REQUIRED TASK: Every line of the material below must be repeated exactly.

RECORD EXTRACTS:
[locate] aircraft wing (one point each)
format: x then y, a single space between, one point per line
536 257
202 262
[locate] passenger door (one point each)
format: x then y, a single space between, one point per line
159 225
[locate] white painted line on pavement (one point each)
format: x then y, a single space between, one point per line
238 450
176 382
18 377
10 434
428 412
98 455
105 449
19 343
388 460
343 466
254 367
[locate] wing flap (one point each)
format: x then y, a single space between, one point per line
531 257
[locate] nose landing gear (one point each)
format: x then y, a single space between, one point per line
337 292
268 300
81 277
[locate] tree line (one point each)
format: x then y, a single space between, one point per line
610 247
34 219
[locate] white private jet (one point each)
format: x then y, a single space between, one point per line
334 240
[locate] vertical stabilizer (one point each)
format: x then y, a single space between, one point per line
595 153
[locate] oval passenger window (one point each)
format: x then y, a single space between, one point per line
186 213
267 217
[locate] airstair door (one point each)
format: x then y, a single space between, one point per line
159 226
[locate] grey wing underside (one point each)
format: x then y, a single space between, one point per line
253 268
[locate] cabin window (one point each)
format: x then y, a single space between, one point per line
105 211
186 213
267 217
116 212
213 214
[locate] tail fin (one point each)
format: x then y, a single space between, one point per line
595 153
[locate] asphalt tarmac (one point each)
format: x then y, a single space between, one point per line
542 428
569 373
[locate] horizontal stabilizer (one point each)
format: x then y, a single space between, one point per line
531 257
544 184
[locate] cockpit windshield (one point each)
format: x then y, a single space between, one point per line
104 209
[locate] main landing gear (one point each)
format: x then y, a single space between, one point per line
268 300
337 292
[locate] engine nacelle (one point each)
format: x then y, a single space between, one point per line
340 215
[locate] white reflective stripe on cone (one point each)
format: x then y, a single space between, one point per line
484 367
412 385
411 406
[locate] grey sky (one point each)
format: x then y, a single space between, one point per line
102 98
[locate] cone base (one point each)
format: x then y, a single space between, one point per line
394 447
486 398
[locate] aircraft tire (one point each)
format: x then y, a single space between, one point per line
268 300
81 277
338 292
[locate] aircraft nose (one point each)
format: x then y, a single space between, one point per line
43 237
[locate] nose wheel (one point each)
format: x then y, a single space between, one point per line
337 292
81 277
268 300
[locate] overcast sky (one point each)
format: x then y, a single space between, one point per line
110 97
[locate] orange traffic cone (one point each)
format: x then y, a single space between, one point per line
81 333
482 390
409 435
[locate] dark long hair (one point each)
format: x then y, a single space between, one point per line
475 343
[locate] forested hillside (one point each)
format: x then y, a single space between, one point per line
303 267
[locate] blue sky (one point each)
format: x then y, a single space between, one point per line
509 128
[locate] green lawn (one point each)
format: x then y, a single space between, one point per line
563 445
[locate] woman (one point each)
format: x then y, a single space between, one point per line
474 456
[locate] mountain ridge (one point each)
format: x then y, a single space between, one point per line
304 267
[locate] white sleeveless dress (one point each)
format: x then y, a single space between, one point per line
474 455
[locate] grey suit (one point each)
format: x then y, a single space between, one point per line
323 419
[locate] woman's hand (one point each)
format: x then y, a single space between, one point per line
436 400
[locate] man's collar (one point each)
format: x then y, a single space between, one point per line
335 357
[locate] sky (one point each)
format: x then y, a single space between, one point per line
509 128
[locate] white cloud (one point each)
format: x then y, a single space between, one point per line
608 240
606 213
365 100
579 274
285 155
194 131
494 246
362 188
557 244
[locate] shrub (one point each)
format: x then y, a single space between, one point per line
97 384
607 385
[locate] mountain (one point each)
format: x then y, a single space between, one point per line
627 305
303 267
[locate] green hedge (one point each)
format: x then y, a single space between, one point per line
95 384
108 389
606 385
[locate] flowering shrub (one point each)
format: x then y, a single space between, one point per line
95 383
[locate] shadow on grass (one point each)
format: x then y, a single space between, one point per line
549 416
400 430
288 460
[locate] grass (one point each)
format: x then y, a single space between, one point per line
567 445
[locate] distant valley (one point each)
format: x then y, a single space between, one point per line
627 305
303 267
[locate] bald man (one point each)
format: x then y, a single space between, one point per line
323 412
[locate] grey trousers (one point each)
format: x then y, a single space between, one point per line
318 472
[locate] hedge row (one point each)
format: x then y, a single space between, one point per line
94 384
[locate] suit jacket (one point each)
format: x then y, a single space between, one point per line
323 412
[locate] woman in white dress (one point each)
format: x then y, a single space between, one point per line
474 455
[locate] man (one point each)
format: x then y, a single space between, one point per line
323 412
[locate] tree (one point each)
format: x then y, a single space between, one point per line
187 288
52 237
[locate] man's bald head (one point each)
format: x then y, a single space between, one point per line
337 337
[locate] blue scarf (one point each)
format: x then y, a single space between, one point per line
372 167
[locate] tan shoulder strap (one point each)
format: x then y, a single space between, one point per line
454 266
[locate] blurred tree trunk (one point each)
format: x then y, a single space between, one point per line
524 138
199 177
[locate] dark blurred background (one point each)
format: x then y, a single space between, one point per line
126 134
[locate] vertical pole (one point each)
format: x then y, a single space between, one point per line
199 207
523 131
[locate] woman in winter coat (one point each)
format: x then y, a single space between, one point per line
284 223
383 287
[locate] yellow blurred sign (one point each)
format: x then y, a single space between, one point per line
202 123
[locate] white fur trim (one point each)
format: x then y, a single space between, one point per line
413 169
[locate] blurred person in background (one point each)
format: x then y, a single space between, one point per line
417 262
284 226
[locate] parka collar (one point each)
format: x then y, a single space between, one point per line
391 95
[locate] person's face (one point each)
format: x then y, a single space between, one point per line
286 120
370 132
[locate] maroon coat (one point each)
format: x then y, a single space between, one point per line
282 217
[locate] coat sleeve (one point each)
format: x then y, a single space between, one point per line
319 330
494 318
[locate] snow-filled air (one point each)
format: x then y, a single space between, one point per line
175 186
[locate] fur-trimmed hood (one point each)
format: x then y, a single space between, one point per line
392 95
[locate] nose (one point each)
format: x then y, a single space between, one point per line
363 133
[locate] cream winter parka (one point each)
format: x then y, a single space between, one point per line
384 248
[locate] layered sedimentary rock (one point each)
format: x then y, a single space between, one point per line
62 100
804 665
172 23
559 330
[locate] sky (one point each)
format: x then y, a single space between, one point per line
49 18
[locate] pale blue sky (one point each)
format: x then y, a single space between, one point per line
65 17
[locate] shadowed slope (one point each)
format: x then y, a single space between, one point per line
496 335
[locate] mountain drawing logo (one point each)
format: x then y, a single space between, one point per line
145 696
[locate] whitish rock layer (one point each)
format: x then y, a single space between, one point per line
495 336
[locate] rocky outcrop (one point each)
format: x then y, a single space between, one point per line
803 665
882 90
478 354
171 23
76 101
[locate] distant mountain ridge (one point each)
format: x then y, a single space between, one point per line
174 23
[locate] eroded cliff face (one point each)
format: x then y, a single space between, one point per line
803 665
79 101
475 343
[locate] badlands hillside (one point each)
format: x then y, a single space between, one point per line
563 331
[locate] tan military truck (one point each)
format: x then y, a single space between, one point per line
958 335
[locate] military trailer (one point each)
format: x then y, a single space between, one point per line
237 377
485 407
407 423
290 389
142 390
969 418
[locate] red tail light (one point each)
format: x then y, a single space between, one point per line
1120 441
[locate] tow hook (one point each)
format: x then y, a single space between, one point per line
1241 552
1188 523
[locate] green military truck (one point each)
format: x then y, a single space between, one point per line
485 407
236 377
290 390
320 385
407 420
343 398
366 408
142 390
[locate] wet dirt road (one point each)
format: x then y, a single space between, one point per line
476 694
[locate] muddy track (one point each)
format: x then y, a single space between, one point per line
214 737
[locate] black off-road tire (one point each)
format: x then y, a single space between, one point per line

TASK ANSWER:
[locate] aircraft wing (one point each)
format: x then y, a single space between, one point per line
536 257
202 262
[locate] passenger door (one point each)
format: x then y, a single space between, one point per line
159 225
[locate] white painted line on pavement (one point each)
format: x then y, a single space between, one point per line
238 450
176 382
18 377
10 434
428 412
98 455
105 449
19 343
388 460
343 466
254 367
[locate] wing flap (one point each)
format: x then y, a single space between, one point per line
531 257
[locate] nose landing gear (one point each)
format: x then y, a single space between, one point per line
337 292
268 300
81 277
[locate] tree line (one point each)
format: x then y, a single space between, one point per line
610 247
34 219
[locate] white private jet (one point each)
format: x then y, a single space between, one point per line
334 240
[locate] vertical stabilizer (one point each)
format: x then y, a single space between, one point per line
595 153
[locate] oval passenger window (one point each)
format: x then y, a single space between, one point per line
186 213
267 217
[locate] airstair door (one point each)
format: x then y, a single space between, one point per line
159 226
[locate] grey wing underside (one point each)
format: x then y, a single space between, one point per line
253 268
[locate] cabin window (one point each)
format: x then y, a single space between, one point per line
105 211
186 213
267 217
116 212
213 214
[locate] tail fin (one point each)
format: x then y, a single space between, one point per line
595 153
[locate] asphalt tarmac (one point each)
format: x then y, a single space between, one point per line
542 428
569 373
[locate] horizontal stabilizer (one point each)
format: x then y, a single space between, one point per line
531 257
544 184
[locate] cockpit windshield (one point each)
format: x then y, a single space between, one point per line
104 209
[locate] main landing gear (one point each)
format: x then y, a single space between, one point per line
268 300
337 292
[locate] engine nacelle (one point each)
format: x then y, a single space between, one point per line
340 215
[locate] white reflective stripe on cone (one point each)
format: x then y, a single space between, one point per line
484 367
412 385
411 406
[locate] grey sky (one point each)
format: x then y, a single space between, one point per line
102 98
[locate] cone base (one point each)
format: x then y, a single space between, one point per line
394 447
486 398
[locate] aircraft tire (one point each)
format: x then y, a single space between, one point per line
268 300
81 277
338 292
[locate] aircraft nose (one point each)
format: x then y, a single space between, one point per line
43 237
[locate] nose wheel (one point each)
format: x then y, a single space between, one point per line
337 292
81 277
268 300
[locate] overcast sky (one point each)
format: x then y, a single space between, one point per line
110 97
[locate] orange traffic cone (one point each)
format: x then y, a single space between, one point per line
81 333
482 390
409 435
[locate] dark long hair (one point each)
format: x then y, a single space between, one point per line
475 343
[locate] forested hillside (one point each)
format: x then y, a single space between, one point per line
303 267
[locate] blue sky (one point each)
format: x then y, a single space between, one point per line
509 128
[locate] green lawn (one point each)
format: x then y, a single space between, one point per line
563 445
[locate] woman (one point each)
format: x then y, a single space between, one point per line
474 456
[locate] mountain ridge (one point each)
format: x then y, a single space between, one point per line
304 267
[locate] white sleeveless dress (one point each)
format: x then y, a single space between, one point per line
474 455
[locate] grey suit (one point each)
format: x then y, a single space between, one point per line
323 419
[locate] woman's hand (one point each)
format: x then y, a single space between, one point per line
436 400
[locate] man's collar (one point each)
format: x then y, a single space between, one point per line
335 357
[locate] sky (one point each)
format: x then y, a single space between, one point per line
509 128
[locate] white cloud (one point each)
format: x then y, a single space between, one point per line
608 240
606 213
365 100
579 274
285 155
194 131
494 246
362 188
557 244
[locate] shrub (one point each)
format: x then y, a single space between, one point per line
97 384
607 385
[locate] mountain (one point each)
format: x then y, a single space between, one point per line
627 305
303 267
[locate] green hedge (one point each)
format: x then y, a single space between, one point per line
95 384
108 389
606 385
[locate] flowering shrub (one point each)
format: x then y, a single space between, one point per line
95 383
[locate] shadow on grass (one point each)
format: x then y, a single space between, one point per line
549 416
400 430
288 460
[locate] grass (one point each)
format: x then y, a single space between, one point per line
567 445
[locate] distant valley (one point each)
format: x then y, a single space between, one point per line
627 305
303 267
[locate] bald man (one point each)
format: x then y, a single space between, one point per line
323 412
[locate] grey trousers (one point each)
format: x then y, a single space between, one point per line
318 472
[locate] hedge row (one point each)
format: x then y, a single space between, one point per line
94 384
[locate] suit jacket (one point each)
format: x then y, a single space between, one point per line
323 412
[locate] woman in white dress (one point each)
format: x then y, a single space between, one point per line
474 455
[locate] man (one point each)
format: x then y, a single space between, one point per line
323 412
[locate] tree (one point each)
format: x then y, a single space between, one point per line
187 288
52 237
[locate] man's bald head (one point each)
format: x then y, a single space between, one point per line
337 337
[locate] blue scarf (one point each)
format: x then y, a single space between, one point per line
372 167
[locate] tan shoulder strap (one point each)
format: x then y, a single space between, one point per line
454 266
[locate] blurred tree trunk (one point each)
format: x then y, a single space between, one point per line
524 138
199 177
[locate] dark blurred background (one point each)
format: x then y, a single space between, one point per line
126 134
[locate] vertical pole (one point each)
format: x then y, a single space between, one point per line
199 207
523 131
[locate] woman in winter coat (one point each)
format: x then y, a single space between, one point per line
284 223
383 287
[locate] yellow blurred sign (one point each)
format: x then y, a single space between, one point per line
202 123
[locate] white fur trim (one point each)
format: x then y, a single space between, one point per line
413 169
[locate] blurred person in background (one point each)
format: x then y, a single space between, one point per line
417 262
284 226
[locate] parka collar (one point each)
format: x then y, a single space between, one point per line
391 95
[locate] person's face (one point each)
format: x then y, a single space between, one point per line
286 120
370 132
[locate] maroon coat (one point each)
format: x then y, a single space between, one point per line
282 217
[locate] coat sleeve (one point each)
format: x then y, a single space between, one point per line
319 330
494 318
[locate] snow-filled air (one point each)
format: x then y, a single space between, one point per line
175 186
[locate] fur-trimmed hood (one point each)
format: x then y, a single space between, one point per line
392 95
[locate] nose (one point each)
format: x then y, a single space between, one point per line
363 133
[locate] cream winter parka (one point each)
format: x then y, a single space between, one point per line
384 248
[locate] layered sedimentary rock (one point each)
format: x then y, a single space between, one point per line
62 100
804 665
172 23
559 330
[locate] sky (one point each)
format: x then y, a single space between, one point per line
49 18
[locate] pale blue sky (one point each)
format: x then y, a single space between, one point per line
65 17
[locate] shadowed slope (one point each)
format: x then y, a single space between, one point per line
496 335
[locate] mountain drawing logo (one point each)
format: x then y, a single space between, one point per line
145 696
[locate] whitish rock layer (one point each)
format: x then y, a single space between, one point per line
495 336
[locate] rocky outcrop (one point each)
format: x then y, a single space between, one point per line
803 665
882 90
478 354
171 23
76 101
[locate] distant mountain ridge (one point each)
format: x then y, a single space between, one point per line
174 23
[locate] eroded cliff face (one point each)
format: x then y, a single space between, one point per line
803 665
79 101
475 343
[locate] badlands hillside (one point each)
format: x then y, a single space between, one point per line
563 331
[locate] tan military truck (one point each)
format: x then y, a single space between, one point per line
958 335
[locate] military trailer (one point each)
format: x then y, a single space between, one point per line
237 377
485 407
407 423
290 389
142 390
969 418
[locate] red tail light (one point each)
format: x then y, a single space between, one point per line
1120 441
[locate] tow hook (one point each)
format: x then y, a single space between, one point per line
1241 552
1188 523
[locate] green military truck (one point each)
format: x then y, a single space between, one point per line
485 407
236 377
290 390
320 385
407 420
343 398
366 408
142 390
[locate] wet dirt road (one point each)
format: x then y, a single space between, one point per line
476 694
[locate] muddy track (one point each)
format: x then y, a single space between, one point per line
214 737
[locate] black off-road tire (one point each)
format: x then y, a single space between, one point per line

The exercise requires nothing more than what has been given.